Required action: When you have read the listing, copy all of it without any change.

Exercise inputs:
################

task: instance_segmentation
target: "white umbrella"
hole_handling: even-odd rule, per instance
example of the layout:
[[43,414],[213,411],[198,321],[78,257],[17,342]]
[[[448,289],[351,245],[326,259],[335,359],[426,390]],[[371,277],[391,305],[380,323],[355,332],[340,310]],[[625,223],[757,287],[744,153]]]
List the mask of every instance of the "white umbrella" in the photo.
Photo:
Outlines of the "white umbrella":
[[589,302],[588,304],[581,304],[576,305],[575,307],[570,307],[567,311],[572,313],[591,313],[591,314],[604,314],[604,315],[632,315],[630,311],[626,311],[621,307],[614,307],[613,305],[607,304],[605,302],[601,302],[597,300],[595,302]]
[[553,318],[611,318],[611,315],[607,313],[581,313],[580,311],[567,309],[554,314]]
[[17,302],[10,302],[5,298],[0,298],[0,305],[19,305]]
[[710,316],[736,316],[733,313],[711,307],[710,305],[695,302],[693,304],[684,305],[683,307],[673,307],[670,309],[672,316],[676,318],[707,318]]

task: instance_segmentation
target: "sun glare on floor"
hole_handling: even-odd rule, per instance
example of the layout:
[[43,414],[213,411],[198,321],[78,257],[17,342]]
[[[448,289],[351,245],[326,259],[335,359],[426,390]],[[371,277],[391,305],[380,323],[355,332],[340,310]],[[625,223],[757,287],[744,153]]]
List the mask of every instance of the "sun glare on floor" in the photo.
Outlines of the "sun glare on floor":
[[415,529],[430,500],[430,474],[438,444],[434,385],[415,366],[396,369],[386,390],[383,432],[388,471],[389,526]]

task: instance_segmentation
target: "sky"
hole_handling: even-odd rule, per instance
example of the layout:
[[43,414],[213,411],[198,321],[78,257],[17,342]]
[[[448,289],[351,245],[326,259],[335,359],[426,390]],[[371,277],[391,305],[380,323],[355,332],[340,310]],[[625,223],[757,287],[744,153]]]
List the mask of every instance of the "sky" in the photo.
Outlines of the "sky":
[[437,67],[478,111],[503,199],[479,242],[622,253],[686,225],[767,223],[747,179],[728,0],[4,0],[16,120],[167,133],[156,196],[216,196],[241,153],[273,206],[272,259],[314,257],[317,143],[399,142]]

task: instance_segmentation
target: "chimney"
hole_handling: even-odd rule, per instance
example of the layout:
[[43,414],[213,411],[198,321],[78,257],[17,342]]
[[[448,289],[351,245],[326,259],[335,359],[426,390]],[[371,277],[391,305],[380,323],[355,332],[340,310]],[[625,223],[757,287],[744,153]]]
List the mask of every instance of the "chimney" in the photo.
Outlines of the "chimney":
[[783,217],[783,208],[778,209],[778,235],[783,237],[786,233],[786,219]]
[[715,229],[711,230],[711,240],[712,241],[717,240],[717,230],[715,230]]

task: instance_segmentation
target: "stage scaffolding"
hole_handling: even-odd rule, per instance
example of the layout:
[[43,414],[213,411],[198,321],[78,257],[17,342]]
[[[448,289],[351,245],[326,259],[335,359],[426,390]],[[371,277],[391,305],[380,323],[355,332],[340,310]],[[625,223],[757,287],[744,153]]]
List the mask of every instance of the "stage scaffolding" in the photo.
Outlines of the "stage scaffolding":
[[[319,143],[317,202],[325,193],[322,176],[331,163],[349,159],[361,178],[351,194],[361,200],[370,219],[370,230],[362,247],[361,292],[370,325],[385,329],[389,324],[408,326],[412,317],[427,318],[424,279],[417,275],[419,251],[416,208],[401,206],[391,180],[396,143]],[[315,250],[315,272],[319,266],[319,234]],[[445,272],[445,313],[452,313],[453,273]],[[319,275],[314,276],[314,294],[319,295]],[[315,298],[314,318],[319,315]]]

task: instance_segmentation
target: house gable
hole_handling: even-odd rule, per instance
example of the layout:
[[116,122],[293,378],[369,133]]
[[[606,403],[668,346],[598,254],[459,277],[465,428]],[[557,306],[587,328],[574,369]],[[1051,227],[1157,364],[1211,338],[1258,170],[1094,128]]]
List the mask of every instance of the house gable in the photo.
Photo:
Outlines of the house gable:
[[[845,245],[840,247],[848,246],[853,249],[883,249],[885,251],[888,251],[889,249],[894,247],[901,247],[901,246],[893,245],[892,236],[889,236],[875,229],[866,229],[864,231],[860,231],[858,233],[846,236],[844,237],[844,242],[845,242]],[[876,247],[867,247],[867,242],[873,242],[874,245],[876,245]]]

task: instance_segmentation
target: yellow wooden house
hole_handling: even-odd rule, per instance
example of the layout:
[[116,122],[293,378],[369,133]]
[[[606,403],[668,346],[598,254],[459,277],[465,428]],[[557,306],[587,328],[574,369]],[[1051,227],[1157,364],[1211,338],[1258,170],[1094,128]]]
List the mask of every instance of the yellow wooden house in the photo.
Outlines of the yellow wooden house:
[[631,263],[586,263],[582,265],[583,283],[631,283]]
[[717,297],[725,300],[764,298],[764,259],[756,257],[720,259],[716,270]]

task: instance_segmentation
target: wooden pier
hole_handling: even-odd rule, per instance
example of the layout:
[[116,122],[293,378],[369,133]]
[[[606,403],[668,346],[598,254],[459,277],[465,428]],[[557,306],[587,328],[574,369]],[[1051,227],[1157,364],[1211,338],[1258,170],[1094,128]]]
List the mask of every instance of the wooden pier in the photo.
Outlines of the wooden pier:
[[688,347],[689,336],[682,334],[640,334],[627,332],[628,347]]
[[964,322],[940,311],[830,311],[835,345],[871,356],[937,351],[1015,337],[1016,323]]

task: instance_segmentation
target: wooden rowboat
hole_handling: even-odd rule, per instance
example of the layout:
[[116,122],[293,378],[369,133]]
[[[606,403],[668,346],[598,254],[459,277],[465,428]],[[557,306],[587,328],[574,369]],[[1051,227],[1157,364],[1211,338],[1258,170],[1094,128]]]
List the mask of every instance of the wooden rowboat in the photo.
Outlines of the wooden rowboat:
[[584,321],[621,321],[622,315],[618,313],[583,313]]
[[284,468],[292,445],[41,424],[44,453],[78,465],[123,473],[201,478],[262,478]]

################

Solution below:
task: instance_segmentation
target: "white umbrella"
hole_handling: even-odd rule, per instance
example of the layout:
[[43,414],[213,411],[198,321],[78,257],[17,342]]
[[[448,289],[351,245],[326,259],[335,359],[426,390]],[[371,277],[391,305],[380,323],[355,332],[340,310]],[[625,223],[757,287],[744,153]]]
List the mask of every instance of the "white umbrella" in the photo.
Photo:
Outlines of the "white umbrella":
[[589,302],[588,304],[581,304],[576,305],[575,307],[570,307],[567,311],[572,313],[591,313],[591,314],[604,314],[604,315],[632,315],[630,311],[626,311],[621,307],[614,307],[613,305],[607,304],[605,302],[601,302],[597,300],[595,302]]
[[553,318],[611,318],[611,315],[607,313],[581,313],[580,311],[567,309],[554,314]]
[[17,302],[10,302],[5,298],[0,298],[0,305],[19,305]]
[[710,316],[736,316],[733,313],[711,307],[710,305],[695,302],[693,304],[684,305],[683,307],[673,307],[670,309],[672,316],[676,318],[707,318]]

task: instance_segmentation
target: "sun glare on floor"
hole_handling: even-odd rule, per instance
example of the layout:
[[43,414],[213,411],[198,321],[78,257],[17,342]]
[[[448,289],[351,245],[326,259],[335,359],[426,390]],[[371,277],[391,305],[380,323],[355,332],[340,310]],[[625,223],[757,287],[744,153]]]
List the mask of every instance of the "sun glare on floor" in the photo.
Outlines of the "sun glare on floor":
[[415,529],[430,500],[430,474],[438,444],[434,385],[415,366],[396,369],[386,390],[383,432],[388,471],[389,526]]

task: instance_segmentation
target: "sky"
hole_handling: even-odd rule, per instance
example of the layout:
[[43,414],[213,411],[198,321],[78,257],[17,342]]
[[[448,289],[351,245],[326,259],[335,359],[426,390]],[[371,277],[391,305],[380,323],[355,332],[340,310]],[[625,223],[757,287],[744,153]]]
List the mask of every instance of the "sky" in the photo.
Outlines of the "sky":
[[437,67],[478,111],[503,199],[479,242],[622,253],[686,225],[767,223],[747,179],[728,0],[4,0],[16,120],[167,133],[156,196],[216,196],[241,153],[273,206],[272,259],[314,257],[317,143],[399,142]]

task: instance_segmentation
target: "chimney"
hole_handling: even-odd rule, per instance
example of the layout:
[[43,414],[213,411],[198,321],[78,257],[17,342]]
[[[448,289],[351,245],[326,259],[335,359],[426,390]],[[371,277],[391,305],[380,323],[355,332],[340,310]],[[625,223],[757,287],[744,153]]]
List the mask of every instance of the "chimney" in the photo.
Outlines of the "chimney":
[[783,217],[783,208],[778,209],[778,235],[783,237],[786,233],[786,219]]
[[715,229],[711,230],[711,240],[712,241],[717,240],[717,230],[715,230]]

task: instance_segmentation
target: "stage scaffolding"
hole_handling: even-odd rule, per instance
example of the layout:
[[43,414],[213,411],[198,321],[78,257],[17,342]]
[[[448,289],[351,245],[326,259],[335,359],[426,390]],[[371,277],[391,305],[380,323],[355,332],[340,310]],[[625,223],[757,287],[744,153]]]
List the mask of every instance of the "stage scaffolding" in the photo.
Outlines of the "stage scaffolding":
[[[319,143],[317,202],[325,193],[322,176],[331,163],[349,159],[361,178],[351,194],[361,200],[370,219],[370,230],[362,247],[361,292],[370,325],[385,329],[389,324],[408,326],[412,317],[427,318],[424,279],[417,275],[419,251],[416,208],[401,206],[391,180],[396,143]],[[315,250],[315,272],[319,266],[319,234]],[[445,272],[445,313],[452,313],[453,273]],[[319,275],[314,276],[314,294],[319,295]],[[315,298],[314,318],[319,315]]]

task: instance_segmentation
target: house gable
hole_handling: even-odd rule, per instance
example of the layout:
[[116,122],[293,378],[369,133]]
[[[606,403],[668,346],[598,254],[459,277],[465,428]],[[557,306],[587,328],[574,369]],[[1051,227],[1157,364],[1211,338],[1258,170],[1094,128]]]
List the mask of every instance of the house gable in the photo.
Photo:
Outlines of the house gable:
[[[845,245],[840,247],[848,246],[853,249],[883,249],[885,251],[888,251],[889,249],[894,247],[901,247],[901,246],[893,245],[892,236],[889,236],[875,229],[866,229],[864,231],[860,231],[858,233],[846,236],[844,237],[844,242],[845,242]],[[876,247],[867,247],[867,242],[873,242],[874,245],[876,245]]]

task: instance_segmentation
target: yellow wooden house
hole_handling: even-odd rule, per instance
example of the layout:
[[116,122],[293,378],[369,133]]
[[[606,403],[668,346],[598,254],[459,277],[465,428]],[[557,306],[587,328],[574,369]],[[1051,227],[1157,364],[1211,338],[1258,170],[1094,128]]]
List the mask of every instance of the yellow wooden house in the photo.
Outlines of the yellow wooden house:
[[631,263],[586,263],[582,265],[583,283],[631,283]]
[[717,297],[725,300],[764,298],[764,259],[756,257],[720,259],[716,270]]

task: instance_segmentation
target: wooden pier
hole_handling: even-odd rule, per instance
example of the layout:
[[116,122],[293,378],[369,133]]
[[[606,403],[668,346],[598,254],[459,277],[465,428]],[[557,306],[587,328],[574,369]],[[1051,227],[1157,364],[1211,338],[1258,170],[1094,128]]]
List the mask of every instance of the wooden pier in the photo.
Outlines of the wooden pier:
[[688,347],[689,336],[682,334],[640,334],[627,332],[628,347]]
[[964,322],[940,311],[830,311],[835,345],[871,356],[937,351],[1015,337],[1016,323]]

task: instance_segmentation
target: wooden rowboat
hole_handling: even-odd rule, per instance
example of the layout:
[[116,122],[293,378],[369,133]]
[[[606,403],[668,346],[598,254],[459,277],[465,428]],[[557,306],[587,328],[574,369]],[[1051,227],[1157,364],[1211,338],[1258,170],[1094,128]]]
List the mask of every instance of the wooden rowboat in the photo.
Outlines of the wooden rowboat:
[[584,321],[621,321],[622,315],[618,313],[583,313]]
[[284,468],[292,445],[41,424],[44,453],[78,465],[123,473],[201,478],[262,478]]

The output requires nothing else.